TASK DESCRIPTION —
Copy every one of the records below word for word.

RECORDS FOR THE TASK —
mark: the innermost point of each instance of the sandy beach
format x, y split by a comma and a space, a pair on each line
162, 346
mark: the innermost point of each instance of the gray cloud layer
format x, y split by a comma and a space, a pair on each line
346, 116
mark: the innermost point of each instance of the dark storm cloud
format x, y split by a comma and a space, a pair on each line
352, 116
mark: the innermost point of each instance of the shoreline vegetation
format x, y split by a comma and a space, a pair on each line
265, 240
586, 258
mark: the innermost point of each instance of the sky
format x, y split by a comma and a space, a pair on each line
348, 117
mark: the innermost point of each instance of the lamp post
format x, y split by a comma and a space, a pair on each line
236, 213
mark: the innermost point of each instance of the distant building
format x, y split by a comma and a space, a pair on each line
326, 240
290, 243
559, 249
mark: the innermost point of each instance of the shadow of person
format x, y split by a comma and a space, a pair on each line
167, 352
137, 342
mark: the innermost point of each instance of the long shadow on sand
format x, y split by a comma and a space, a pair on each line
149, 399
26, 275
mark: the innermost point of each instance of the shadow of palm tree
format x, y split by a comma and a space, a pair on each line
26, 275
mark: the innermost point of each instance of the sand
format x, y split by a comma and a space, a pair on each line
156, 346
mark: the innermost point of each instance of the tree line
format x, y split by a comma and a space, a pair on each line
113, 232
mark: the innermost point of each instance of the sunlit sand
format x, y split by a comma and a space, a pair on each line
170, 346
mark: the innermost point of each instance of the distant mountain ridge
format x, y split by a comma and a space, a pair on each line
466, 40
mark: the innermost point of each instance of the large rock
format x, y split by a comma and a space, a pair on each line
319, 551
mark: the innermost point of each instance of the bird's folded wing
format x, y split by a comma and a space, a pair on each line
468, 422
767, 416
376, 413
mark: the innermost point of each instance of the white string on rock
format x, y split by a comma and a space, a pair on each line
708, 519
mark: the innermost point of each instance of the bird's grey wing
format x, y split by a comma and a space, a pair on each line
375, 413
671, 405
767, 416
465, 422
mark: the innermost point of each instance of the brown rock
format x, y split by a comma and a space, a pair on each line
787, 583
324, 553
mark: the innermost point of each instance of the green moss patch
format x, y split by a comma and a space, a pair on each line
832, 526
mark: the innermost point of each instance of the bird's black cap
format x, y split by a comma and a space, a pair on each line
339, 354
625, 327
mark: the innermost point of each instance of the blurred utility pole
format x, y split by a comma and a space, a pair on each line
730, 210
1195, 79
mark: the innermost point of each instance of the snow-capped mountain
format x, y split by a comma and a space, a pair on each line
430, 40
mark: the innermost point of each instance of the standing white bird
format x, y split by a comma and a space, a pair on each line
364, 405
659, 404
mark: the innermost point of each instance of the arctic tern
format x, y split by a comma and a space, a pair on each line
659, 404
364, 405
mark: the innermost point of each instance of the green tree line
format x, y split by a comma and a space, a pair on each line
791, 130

FINAL ANSWER —
mark: the innermost point of each instance of the sandy beach
format x, y split by a comma and a space, a pair on each line
162, 346
mark: the innermost point of each instance of the gray cloud layer
format x, y split by a comma and a space, a pair on each line
346, 116
mark: the innermost point of each instance of the dark storm cloud
format x, y split by a comma and a space, a pair on each line
352, 116
mark: the innermost point of each instance of the shoreline vegetation
format x, y split by a comma and a space, a pair on each line
265, 240
586, 258
mark: the innermost point of each instance of the sky
format x, y split by a comma and a space, a pair on each line
348, 117
mark: the innermost point of each instance of the lamp post
format x, y split by a comma and a space, a pair on each line
236, 213
mark: the innermost point of each instance of the distant building
format x, y split by a comma and a space, a pair on each line
326, 240
290, 243
559, 249
mark: the innermost point of each instance of the shadow of person
format x, y split by a comma and a space, a pair on each line
167, 352
137, 342
mark: the innermost point of each instance of the long shadow on sand
format x, y split by a comma and a space, a pair on each line
149, 399
26, 275
mark: the innermost point of each instance of the shadow of palm tree
format x, y split by a comma and a space, a pair on each line
26, 275
mark: the innermost point of each instance of the sand
format x, y split by a comma and a space, a pair on each line
156, 346
mark: the innermost point of each instance of the tree line
format x, y split by a comma and a space, a pair on each line
113, 232
mark: the innermost point of each instance of the sunlit sand
format x, y split by a comma and a space, a pair on each line
170, 346
mark: the innermost point of each instance of the distant mountain ridge
format x, y split by a comma and a space, a pair on each line
466, 40
mark: the innermost point of each instance of the large rock
format x, y split by a comma and a space, a pair on each line
319, 551
mark: the innermost point of each instance of the bird's folded wing
format x, y split by a comma and a space, a pair on each line
468, 422
767, 416
376, 413
mark: the innermost point of each instance of the white string on rock
format x, y split by a comma and a space, a pair on each line
708, 519
mark: the innermost point of each instance of the bird's grey wing
format x, y split by a comma and a space, a pair on each line
375, 413
671, 405
767, 416
465, 422
mark: the innermost point of each instance of the brown rock
format x, y split by a comma and a space, a pair on each line
787, 583
324, 553
mark: the innermost point of each instance of the green moss patch
format x, y split by a comma and a space, a pair on each line
832, 526
mark: the innermost point of each instance of the bird's black cap
format x, y split by a comma and a space, a pair on each line
339, 354
625, 327
mark: the innermost point of each instance of the blurred utility pole
format x, y split by a comma and a space, a pair on each line
730, 210
1195, 79
mark: the innermost point of each instance of the snow-capped mountain
format x, y split by a comma and a space, a pair on each line
430, 40
mark: the innermost point of each instance of the standing white bird
format x, y split by a comma and a space, a pair on each line
364, 405
659, 404
mark: the innermost point of each instance of the arctic tern
format x, y split by a comma and a space, a pair on each line
659, 404
364, 405
mark: the innermost point of each instance of the green tree line
format x, y split by a comma and a space, a pair on each line
791, 130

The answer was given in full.